Work item -> Duplicate, word for word, the stretch of the Christmas tree passage below from "I yell for my" through "and started over.".

Document passage ->
::::::::::

I had even asked for time off from Nutcracker rehearsals so I could dedicate the day to our tree hunting.  My boss looked at me and asked if there was a death in the family to warrant such an absence twenty days before Nutcracker.  There might be, I replied, there's always that risk.

So, the problems didn't rear their ugly heads until we got home.  Then we came to understand a nugget of truth:

Some trees look smaller when they're on a mountainside then they do when you try to fit them in the living room.

Also, we're hoping forest service officials won't dust the stump for fingerprints because we may have lopped off more than the designated amount.  Whatever.  Let's not split hairs.

Let's just say there was pruning going on.

Eventually, we got the tree whittled down to Redwood size and set up.  The lights went on!  The gold beads went on!  All the ornaments (all 2134897.5497) of them went on!  The stockings were hung by the chimney with care!  I in my kerchief and Dad in his cap, had just settled our brains for a long winter's nap (or a rerun of Everybody Loves Raymond).

Then it happened.  I walked by our Christmas tree.  We'll never know if my pajama hem brushed the branches or if I breathed too heavily or if a cold north wind was blowing through a window, but suddenly -

         * crrrrrrreeeeeeeaaaaaaaaaak *

I found myself being leaned upon like Lucy by Joe Junior in While You Were Sleeping.

The tree fell into my arms.  Or to be more precise, my hair.
Luckily, I broke its fall with my 5'3" body.  I'm sacrificial like that.  Also, I have a kid who faints so I'm accustomed to holding out my arms at a moments notice and catching things.

I yell for my handsome prince and he comes running.  We push the tree back up.  We try nailing fishing line to the wall - an old trick used by cave men and their Christmas trees - but we only have the world's smallest and most ineffective nails and the line slips right off.  Plus, the weight of our tree snaps the line anyway.  Then we realize our tree stand is busted.  This explains some things.  Like why the tree tried to kill me.  So in order to go to the store and buy a replacement stand we had to do something so dreadful I don't even want to talk about it here...
we had to undecorate the tree in the same day we decorated it.
Then we went and bought a new stand.  We splurged for the $19.97 one and not the crummy, deadly $7.97 one.
Then we came home and started over.
Two years later, we had our Christmas tree.

It was worth it.  Even if I had to take three separate photos to show you the full tree due to its size.

::::::::::

Data section ->
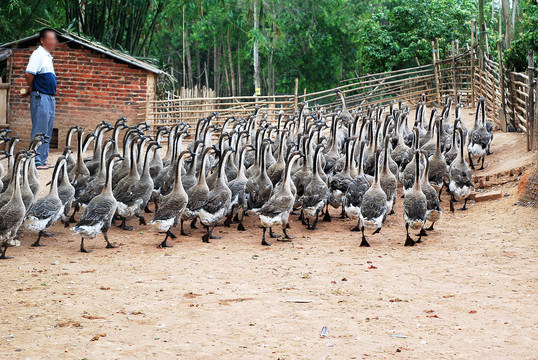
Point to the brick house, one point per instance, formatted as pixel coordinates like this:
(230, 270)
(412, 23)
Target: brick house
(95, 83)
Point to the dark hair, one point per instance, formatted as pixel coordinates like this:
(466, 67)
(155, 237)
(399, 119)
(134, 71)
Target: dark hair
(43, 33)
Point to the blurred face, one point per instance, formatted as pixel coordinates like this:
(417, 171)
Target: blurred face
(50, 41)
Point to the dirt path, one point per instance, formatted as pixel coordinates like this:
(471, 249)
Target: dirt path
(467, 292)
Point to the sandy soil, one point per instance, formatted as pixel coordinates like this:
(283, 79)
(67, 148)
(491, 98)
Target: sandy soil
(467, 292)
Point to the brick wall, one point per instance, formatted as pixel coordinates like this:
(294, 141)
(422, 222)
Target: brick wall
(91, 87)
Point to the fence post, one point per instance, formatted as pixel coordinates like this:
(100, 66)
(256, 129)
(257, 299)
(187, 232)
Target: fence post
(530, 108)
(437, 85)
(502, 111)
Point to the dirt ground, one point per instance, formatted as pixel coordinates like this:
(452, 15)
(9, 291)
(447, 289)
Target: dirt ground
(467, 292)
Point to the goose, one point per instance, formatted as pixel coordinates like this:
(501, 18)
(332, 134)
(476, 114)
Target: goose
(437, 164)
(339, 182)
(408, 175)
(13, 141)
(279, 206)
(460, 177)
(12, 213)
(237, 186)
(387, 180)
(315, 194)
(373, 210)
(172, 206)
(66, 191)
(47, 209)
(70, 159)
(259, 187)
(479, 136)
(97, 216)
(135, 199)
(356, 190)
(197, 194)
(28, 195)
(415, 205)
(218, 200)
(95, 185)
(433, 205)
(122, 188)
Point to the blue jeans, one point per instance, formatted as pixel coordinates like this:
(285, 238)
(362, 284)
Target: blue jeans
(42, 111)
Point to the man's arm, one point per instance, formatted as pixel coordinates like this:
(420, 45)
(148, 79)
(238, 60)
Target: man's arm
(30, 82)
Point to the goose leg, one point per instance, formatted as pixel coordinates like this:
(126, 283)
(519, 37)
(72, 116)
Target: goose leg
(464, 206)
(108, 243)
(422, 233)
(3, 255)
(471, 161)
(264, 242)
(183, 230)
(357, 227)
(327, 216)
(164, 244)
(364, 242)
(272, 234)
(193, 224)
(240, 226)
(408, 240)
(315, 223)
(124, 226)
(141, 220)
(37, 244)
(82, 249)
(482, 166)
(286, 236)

::::::::::

Solution for this task ->
I yell for my handsome prince and he comes running.  We push the tree back up.  We try nailing fishing line to the wall - an old trick used by cave men and their Christmas trees - but we only have the world's smallest and most ineffective nails and the line slips right off.  Plus, the weight of our tree snaps the line anyway.  Then we realize our tree stand is busted.  This explains some things.  Like why the tree tried to kill me.  So in order to go to the store and buy a replacement stand we had to do something so dreadful I don't even want to talk about it here...
we had to undecorate the tree in the same day we decorated it.
Then we went and bought a new stand.  We splurged for the $19.97 one and not the crummy, deadly $7.97 one.
Then we came home and started over.